* Travail demandé:
• 1. Recopiez mot pour mot le passage du texte sur la marque MG, de « MG est effectivement » à « le réseau MG. ».
• 2. Rédigez la suite du texte sur l'histoire de la marque MG, en reprenant après sa dernière phrase.

* Texte du document:
* * *

MG fait penser à une marque européenne. Comment expliquez-vous cela ?
MG est effectivement une marque anglaise rachetée par des Constructeurs chinois. En 2005, BMW a vendu le reste du groupe British Leyland à un Constructeur chinois : Nanjing Automobile. À l’époque, BMW avait racheté British Leyland et ils ont gardé Mini, dont ils ont fait une marque à part alors que c’était simplement un modèle, Rolls-Royce, ainsi que Bentley, qu’ils ont vendu après à Audi. Tout le reste, ils l’ont vendu à Nanjing, qui, quelques années après, est devenu SAIC, le numéro 1 en Chine. Donc depuis 2005, cette entreprise chinoise a une fenêtre dans cette maison MG qu’ils ont achetée en Angleterre. Ils ont gardé le siège social, le centre de design, et une présence en Grande-Bretagne alors qu’en Europe ils ont arrêté le réseau MG.
Ainsi, dans British Leyland il y avait la marque MG (marque qu’ils utilisent maintenant pour venir en Europe) et la marque Rover (réseau Rover arrêté en 2005, ils ont réutilisé la marque en Chine sous le nom de Roewe). Ils observent donc le marché européen dans une position privilégiée depuis 2005. Ils ont créé en 2015 une société au Luxembourg et en 2019 un siège à Amsterdam pour les opérations européennes. Ils ont lancé ensuite les opérations européennes fin 2019, début 2020.

* * *

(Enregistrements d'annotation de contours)
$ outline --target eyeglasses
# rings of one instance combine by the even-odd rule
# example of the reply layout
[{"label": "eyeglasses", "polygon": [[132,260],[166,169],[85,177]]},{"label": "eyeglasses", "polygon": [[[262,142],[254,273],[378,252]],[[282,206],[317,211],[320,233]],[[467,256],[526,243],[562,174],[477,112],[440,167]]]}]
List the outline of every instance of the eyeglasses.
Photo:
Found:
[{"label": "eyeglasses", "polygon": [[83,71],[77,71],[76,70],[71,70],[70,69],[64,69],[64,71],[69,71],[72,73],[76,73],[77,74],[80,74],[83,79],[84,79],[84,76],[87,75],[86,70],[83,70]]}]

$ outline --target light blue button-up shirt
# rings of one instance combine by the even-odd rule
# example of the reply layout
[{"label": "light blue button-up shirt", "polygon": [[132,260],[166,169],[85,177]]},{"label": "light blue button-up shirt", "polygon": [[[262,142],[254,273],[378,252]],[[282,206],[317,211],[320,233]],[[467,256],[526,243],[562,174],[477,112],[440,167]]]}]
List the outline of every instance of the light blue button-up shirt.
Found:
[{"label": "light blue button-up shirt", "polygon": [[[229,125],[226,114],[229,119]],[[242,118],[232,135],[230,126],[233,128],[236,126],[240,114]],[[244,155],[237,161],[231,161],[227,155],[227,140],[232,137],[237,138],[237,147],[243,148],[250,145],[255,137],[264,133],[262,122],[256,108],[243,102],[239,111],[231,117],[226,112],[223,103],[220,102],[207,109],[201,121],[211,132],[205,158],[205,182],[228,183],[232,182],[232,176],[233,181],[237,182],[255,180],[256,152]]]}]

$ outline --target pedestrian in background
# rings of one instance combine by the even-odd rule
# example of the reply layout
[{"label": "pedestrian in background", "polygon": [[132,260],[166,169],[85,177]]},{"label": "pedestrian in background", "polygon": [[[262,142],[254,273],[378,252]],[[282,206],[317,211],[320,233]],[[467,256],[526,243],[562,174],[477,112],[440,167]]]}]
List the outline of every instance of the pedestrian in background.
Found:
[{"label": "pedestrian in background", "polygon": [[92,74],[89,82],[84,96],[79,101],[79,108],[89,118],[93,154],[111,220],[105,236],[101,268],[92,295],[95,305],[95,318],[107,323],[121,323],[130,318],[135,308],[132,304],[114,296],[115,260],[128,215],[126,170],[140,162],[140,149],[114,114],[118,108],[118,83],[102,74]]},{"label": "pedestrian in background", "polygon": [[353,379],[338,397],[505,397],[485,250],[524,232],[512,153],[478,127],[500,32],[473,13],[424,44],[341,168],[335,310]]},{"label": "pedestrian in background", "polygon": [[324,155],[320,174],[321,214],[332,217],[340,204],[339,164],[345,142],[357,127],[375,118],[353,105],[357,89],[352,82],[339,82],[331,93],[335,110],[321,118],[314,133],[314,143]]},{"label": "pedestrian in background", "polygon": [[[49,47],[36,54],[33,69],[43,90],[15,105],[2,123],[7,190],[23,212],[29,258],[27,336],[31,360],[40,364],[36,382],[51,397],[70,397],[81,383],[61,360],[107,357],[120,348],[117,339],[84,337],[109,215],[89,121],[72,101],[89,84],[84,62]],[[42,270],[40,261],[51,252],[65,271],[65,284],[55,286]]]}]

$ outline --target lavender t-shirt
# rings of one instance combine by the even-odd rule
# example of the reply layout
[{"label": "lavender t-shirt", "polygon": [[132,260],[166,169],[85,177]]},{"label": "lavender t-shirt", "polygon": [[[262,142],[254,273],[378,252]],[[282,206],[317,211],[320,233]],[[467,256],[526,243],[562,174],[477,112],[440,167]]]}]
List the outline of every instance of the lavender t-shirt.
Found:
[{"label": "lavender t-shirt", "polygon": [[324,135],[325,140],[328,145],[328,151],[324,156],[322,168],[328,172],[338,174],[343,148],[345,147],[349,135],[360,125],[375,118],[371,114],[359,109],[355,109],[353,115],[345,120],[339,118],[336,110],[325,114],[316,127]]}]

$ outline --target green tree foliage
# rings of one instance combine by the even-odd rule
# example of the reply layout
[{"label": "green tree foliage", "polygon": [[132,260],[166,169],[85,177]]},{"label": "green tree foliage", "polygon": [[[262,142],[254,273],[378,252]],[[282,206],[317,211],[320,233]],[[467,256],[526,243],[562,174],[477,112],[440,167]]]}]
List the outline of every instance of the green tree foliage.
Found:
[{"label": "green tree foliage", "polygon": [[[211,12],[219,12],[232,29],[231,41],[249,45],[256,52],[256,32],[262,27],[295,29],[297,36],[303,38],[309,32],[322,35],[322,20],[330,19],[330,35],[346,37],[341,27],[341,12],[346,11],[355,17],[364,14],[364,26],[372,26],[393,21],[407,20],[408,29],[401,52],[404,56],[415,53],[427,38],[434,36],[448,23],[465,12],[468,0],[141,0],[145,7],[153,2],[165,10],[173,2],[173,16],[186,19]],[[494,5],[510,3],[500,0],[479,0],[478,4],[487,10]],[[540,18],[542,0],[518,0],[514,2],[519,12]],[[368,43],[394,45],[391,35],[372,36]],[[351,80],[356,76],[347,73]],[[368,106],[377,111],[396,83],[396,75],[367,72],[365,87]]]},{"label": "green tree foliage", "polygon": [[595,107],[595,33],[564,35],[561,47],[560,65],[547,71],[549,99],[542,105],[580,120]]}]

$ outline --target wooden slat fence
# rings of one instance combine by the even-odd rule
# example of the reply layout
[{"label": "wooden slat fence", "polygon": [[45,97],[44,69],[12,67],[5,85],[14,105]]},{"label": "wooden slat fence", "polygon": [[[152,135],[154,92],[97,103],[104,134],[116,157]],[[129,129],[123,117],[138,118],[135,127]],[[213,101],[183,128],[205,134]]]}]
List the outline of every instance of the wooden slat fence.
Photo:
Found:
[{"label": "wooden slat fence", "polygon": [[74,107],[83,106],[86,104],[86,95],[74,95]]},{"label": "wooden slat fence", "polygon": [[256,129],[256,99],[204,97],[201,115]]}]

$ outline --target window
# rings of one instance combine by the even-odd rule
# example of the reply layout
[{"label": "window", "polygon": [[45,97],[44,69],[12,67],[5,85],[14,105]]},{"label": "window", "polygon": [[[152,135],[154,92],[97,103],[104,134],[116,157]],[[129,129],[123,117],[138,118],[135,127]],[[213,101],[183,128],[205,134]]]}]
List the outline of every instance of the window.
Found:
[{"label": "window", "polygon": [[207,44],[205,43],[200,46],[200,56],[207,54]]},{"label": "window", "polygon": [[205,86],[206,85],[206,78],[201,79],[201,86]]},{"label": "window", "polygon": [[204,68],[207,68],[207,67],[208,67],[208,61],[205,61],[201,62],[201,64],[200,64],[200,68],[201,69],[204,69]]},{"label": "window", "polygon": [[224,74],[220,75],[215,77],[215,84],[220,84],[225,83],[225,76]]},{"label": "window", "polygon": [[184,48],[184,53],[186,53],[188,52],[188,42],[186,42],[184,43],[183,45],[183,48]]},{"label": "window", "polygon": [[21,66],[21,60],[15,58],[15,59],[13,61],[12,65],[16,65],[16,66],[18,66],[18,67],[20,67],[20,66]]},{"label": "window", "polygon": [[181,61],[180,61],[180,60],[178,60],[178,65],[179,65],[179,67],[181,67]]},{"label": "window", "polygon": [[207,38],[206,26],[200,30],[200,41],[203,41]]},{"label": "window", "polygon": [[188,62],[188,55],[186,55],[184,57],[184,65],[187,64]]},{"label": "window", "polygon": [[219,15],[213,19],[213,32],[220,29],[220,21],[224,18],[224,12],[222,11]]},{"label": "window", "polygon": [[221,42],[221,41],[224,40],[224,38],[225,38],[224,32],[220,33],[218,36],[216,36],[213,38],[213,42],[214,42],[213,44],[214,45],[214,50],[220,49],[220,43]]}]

* * *

* Résultats obtenus:
• 1.
MG est effectivement une marque anglaise rachetée par des Constructeurs chinois. En 2005, BMW a vendu le reste du groupe British Leyland à un Constructeur chinois : Nanjing Automobile. À l’époque, BMW avait racheté British Leyland et ils ont gardé Mini, dont ils ont fait une marque à part alors que c’était simplement un modèle, Rolls-Royce, ainsi que Bentley, qu’ils ont vendu après à Audi. Tout le reste, ils l’ont vendu à Nanjing, qui, quelques années après, est devenu SAIC, le numéro 1 en Chine. Donc depuis 2005, cette entreprise chinoise a une fenêtre dans cette maison MG qu’ils ont achetée en Angleterre. Ils ont gardé le siège social, le centre de design, et une présence en Grande-Bretagne alors qu’en Europe ils ont arrêté le réseau MG.

• 2.
Un autre exemple qui est très intéressant, c’est le groupe privé Geely. Geely a aussi acheté une maison en Europe, c’est la maison Volvo en 2010. Aujourd’hui, la marque chinoise qui marche le mieux en Europe. À travers Volvo, ils ont réussi à développer les ventes mondiales. Actuellement, ils vendent 600 000 voitures alors qu’à l’époque, ils n’en étaient qu’à 250 000. Ils ont lancé la marque Polestar qui est une marque 100% électrique. Celle-ci n’a pas pu vendre en France, car son logo est trop proche de celui de Citroën, la marque a donc été interdite en France. Mais ce litige ayant été réglé fin 2022, la marque va pouvoir débarquer.
Enfin, ils ont une autre marque qui fait parler d’elle : Lynk and Co. Vendue simplement sur internet, avec abonnement souple type Netflix : vous payez 500 euros par mois, avec aucune obligation de garder la voiture, tout est compris, mais tout se fait sur internet et seulement sur internet. Et maintenant aussi Zeekr.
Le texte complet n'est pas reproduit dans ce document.